Instruction
Would you repeat the lines from the one with "Annotate the black" through the final line, both included, and nothing else? No pictures belong in the copy.

(Excerpts of location labeling data)
※ ※ ※

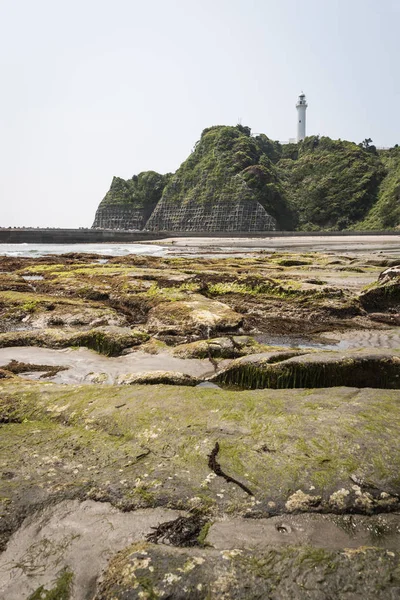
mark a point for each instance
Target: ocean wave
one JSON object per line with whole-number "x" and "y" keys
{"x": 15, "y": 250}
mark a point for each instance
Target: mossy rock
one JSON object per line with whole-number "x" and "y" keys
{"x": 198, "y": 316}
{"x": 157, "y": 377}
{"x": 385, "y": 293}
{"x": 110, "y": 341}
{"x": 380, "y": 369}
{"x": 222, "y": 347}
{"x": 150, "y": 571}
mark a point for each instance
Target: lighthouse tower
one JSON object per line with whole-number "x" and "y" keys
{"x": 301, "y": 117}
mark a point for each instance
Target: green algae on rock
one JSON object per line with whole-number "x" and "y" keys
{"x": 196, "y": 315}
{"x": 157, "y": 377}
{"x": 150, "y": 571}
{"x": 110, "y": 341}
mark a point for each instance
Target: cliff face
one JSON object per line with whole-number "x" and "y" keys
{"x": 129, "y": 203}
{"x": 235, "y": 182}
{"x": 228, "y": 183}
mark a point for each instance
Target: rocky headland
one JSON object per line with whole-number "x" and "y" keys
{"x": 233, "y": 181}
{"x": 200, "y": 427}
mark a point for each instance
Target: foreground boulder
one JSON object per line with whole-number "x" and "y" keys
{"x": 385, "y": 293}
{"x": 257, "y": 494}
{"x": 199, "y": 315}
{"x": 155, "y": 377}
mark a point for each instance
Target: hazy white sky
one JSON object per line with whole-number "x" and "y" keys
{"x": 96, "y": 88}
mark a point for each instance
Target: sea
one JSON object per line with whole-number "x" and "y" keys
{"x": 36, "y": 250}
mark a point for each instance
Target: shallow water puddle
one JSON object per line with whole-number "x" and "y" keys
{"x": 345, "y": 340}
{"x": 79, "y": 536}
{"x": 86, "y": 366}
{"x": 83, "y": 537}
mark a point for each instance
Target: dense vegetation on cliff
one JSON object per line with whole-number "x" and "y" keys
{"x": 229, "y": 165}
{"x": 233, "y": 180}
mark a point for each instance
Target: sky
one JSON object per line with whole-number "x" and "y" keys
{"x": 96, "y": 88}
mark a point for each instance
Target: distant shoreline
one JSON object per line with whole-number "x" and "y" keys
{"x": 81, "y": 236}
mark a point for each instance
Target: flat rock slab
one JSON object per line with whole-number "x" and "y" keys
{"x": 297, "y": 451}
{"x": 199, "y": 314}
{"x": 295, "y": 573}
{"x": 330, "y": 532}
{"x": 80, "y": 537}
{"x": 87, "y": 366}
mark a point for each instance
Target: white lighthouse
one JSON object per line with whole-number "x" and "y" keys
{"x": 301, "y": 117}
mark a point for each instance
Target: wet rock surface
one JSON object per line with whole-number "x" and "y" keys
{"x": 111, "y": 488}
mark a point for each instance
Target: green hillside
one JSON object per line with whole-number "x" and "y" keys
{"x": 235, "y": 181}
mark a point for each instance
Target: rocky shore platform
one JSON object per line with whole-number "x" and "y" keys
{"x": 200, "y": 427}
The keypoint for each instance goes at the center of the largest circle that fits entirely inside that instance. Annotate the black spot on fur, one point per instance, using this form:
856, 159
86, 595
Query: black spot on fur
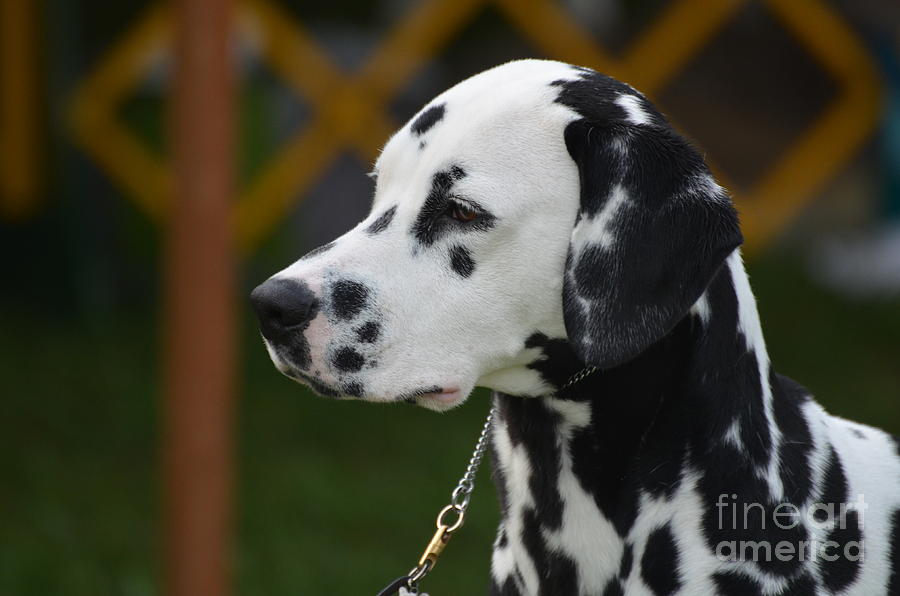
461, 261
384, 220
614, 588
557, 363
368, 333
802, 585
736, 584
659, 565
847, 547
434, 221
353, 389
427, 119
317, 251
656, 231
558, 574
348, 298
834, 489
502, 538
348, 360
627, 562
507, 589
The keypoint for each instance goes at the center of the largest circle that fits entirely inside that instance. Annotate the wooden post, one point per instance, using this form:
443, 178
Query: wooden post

※ ※ ※

Task response
The keypoint for each instance goes at the center of the largest circle that fits entirely inside that instance. Annotate the black spot on fur, one point per instance, using this form:
856, 159
86, 595
Query: black spot on fur
461, 261
384, 220
614, 588
557, 363
368, 333
802, 585
736, 584
659, 565
847, 547
434, 221
353, 389
427, 119
317, 251
656, 231
558, 574
348, 298
834, 489
502, 538
348, 360
627, 562
507, 589
The keypoint for each instance goes at the center of the largest circle that fits entirely inside that instance. Annotate the wooden post, one point per instance, using this form:
443, 178
Query: wooden post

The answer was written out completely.